--- Start of Records for the exercise ---
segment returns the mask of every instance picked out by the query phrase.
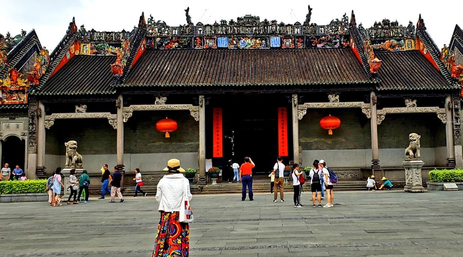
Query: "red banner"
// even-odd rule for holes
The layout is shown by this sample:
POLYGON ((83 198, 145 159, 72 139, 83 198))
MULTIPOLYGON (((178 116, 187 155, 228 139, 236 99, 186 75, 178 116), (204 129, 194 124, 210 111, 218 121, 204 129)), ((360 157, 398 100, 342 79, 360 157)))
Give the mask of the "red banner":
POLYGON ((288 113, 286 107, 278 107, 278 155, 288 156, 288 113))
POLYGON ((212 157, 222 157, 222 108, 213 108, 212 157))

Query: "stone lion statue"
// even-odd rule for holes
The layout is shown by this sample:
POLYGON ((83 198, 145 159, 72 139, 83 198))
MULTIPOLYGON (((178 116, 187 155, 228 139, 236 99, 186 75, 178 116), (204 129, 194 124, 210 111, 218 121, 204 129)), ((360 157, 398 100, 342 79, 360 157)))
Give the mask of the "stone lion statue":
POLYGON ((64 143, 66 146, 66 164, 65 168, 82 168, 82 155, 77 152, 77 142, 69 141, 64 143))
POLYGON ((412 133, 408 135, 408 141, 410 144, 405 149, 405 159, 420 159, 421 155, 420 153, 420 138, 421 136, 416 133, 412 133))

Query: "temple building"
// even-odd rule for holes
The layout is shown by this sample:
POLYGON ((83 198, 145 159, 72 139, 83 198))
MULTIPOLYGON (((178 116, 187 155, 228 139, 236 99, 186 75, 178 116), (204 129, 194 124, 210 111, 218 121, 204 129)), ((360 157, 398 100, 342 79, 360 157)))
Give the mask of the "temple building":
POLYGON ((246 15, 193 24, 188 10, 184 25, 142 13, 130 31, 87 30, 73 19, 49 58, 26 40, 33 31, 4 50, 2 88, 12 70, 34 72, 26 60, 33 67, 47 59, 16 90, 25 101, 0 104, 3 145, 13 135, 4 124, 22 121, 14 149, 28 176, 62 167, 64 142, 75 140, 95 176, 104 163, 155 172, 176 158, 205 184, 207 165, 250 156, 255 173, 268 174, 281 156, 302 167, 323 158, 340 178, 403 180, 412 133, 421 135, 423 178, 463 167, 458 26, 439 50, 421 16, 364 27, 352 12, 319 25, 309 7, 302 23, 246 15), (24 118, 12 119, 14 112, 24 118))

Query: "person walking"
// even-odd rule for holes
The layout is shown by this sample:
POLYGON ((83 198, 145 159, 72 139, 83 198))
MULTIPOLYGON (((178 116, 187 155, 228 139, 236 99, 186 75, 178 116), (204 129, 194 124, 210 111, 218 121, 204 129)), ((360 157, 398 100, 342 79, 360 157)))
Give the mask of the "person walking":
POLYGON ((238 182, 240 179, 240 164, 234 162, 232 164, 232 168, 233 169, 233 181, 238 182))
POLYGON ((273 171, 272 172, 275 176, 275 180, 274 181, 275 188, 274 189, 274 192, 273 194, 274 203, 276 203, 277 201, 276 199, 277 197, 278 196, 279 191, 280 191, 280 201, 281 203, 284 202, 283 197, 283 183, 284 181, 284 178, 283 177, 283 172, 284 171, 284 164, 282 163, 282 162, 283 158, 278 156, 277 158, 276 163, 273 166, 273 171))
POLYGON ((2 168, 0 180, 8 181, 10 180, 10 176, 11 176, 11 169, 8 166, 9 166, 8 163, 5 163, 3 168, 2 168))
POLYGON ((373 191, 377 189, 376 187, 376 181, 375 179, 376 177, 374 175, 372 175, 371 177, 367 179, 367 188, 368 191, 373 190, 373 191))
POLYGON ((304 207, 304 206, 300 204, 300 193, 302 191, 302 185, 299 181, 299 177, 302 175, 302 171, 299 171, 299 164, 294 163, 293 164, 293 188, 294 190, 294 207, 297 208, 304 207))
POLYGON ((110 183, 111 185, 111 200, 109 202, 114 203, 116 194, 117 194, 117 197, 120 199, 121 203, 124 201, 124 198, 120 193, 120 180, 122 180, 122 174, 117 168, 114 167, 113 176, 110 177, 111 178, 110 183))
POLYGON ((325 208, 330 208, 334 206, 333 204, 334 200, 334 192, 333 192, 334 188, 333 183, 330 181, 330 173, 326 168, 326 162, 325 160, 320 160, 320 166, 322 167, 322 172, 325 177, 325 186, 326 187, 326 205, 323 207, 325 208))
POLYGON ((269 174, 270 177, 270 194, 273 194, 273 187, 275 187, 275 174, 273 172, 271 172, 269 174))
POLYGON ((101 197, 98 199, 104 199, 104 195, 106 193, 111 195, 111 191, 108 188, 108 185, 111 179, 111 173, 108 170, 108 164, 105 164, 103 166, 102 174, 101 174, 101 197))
--- End of Records for the exercise ---
Description of the task
In the rows above, how many lines contain the string "person"? Reply with the number only.

Task output
2